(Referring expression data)
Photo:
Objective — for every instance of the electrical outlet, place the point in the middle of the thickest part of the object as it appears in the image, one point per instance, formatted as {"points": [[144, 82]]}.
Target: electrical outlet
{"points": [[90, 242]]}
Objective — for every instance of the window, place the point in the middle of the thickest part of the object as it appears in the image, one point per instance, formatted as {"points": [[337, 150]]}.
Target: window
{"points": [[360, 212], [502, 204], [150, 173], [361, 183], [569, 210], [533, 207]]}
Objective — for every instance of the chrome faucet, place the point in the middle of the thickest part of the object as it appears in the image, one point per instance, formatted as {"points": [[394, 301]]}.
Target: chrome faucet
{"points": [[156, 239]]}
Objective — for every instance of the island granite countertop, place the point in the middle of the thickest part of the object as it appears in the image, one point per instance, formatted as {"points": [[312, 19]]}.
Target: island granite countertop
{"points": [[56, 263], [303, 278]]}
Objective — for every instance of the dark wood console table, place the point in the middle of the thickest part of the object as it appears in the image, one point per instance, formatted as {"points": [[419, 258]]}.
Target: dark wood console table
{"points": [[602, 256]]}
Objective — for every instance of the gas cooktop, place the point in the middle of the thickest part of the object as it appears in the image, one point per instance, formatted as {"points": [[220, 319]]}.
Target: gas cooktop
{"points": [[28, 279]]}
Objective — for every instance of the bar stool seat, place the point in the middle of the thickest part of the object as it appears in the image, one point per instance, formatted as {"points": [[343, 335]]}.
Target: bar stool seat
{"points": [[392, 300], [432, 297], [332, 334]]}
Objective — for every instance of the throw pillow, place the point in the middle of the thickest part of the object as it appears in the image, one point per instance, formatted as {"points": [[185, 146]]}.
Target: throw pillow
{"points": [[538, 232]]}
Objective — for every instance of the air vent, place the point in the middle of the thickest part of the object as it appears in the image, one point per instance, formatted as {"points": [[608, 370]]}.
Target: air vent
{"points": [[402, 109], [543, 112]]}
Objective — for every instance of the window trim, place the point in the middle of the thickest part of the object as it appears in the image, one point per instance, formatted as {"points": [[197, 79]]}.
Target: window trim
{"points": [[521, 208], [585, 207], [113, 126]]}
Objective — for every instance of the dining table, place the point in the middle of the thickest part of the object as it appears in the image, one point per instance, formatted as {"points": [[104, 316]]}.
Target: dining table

EXERCISE INSTRUCTIONS: After reading the records above, transcribe them verbatim.

RESULT OF THE EXERCISE:
Photo:
Objective — for every instance of the electrical outlet, place the point in the middle of the thickest part of the object as it appears in the image, one point per instance, formatted as {"points": [[144, 82]]}.
Target: electrical outlet
{"points": [[90, 242]]}
Objective — for every instance of the window, place the point in the middle of the thickest part of the object as it appears in the image, one point per instance, formatted as {"points": [[337, 150]]}.
Target: window
{"points": [[360, 212], [502, 204], [150, 173], [361, 183], [569, 210], [533, 207]]}
Objective — for every instance of the chrome faucet, place the point in the middle of the thickest part of the object as it appears in the image, one point per instance, formatted as {"points": [[394, 301]]}.
Target: chrome faucet
{"points": [[156, 239]]}
Objective — for every instance of the island granite countertop, place the point in the middle of the thickest part of the object as it appears in the image, one point per instance, formatted as {"points": [[312, 19]]}.
Target: island granite countertop
{"points": [[56, 263], [303, 278]]}
Objective — for every instance of the dark wood console table, place the point in the middle of the thickest part of the object as it appears in the image, one point per instance, formatted as {"points": [[419, 258]]}.
Target: dark wood console table
{"points": [[602, 256]]}
Objective — for every instance of the gas cooktop, place the point in the middle of the thickest part of the object as it appears in the image, one point per instance, formatted as {"points": [[220, 319]]}.
Target: gas cooktop
{"points": [[28, 279]]}
Objective — for every instance of the bar stool seat, place the point in the middle of the thickest part of the object as it appears in the image, one point per instance, formatted as {"points": [[343, 335]]}.
Target: bar stool seat
{"points": [[392, 300], [432, 297], [332, 334]]}
Objective — for every instance of the throw pillow, place the point in the middle of the thickest part of the object as it appears in the image, one point per instance, formatted as {"points": [[185, 146]]}.
Target: throw pillow
{"points": [[538, 232]]}
Objective — for every instance of the air vent, place the point in the middle of the thickest part of the object as it appears in the image, one point per instance, formatted as {"points": [[608, 370]]}.
Target: air vent
{"points": [[402, 109], [543, 112]]}
Objective — for every instance of the window trim, place the point in the middle of the thickest part of the object as it appears in the image, one point per instance, formatted as {"points": [[197, 79]]}.
Target: window trim
{"points": [[521, 208], [585, 207], [113, 126]]}
Objective — for every instance of the dining table, place the point in the middle of the thickest part of the object as it appears in the image, one point per instance, formatted as {"points": [[104, 316]]}.
Target: dining table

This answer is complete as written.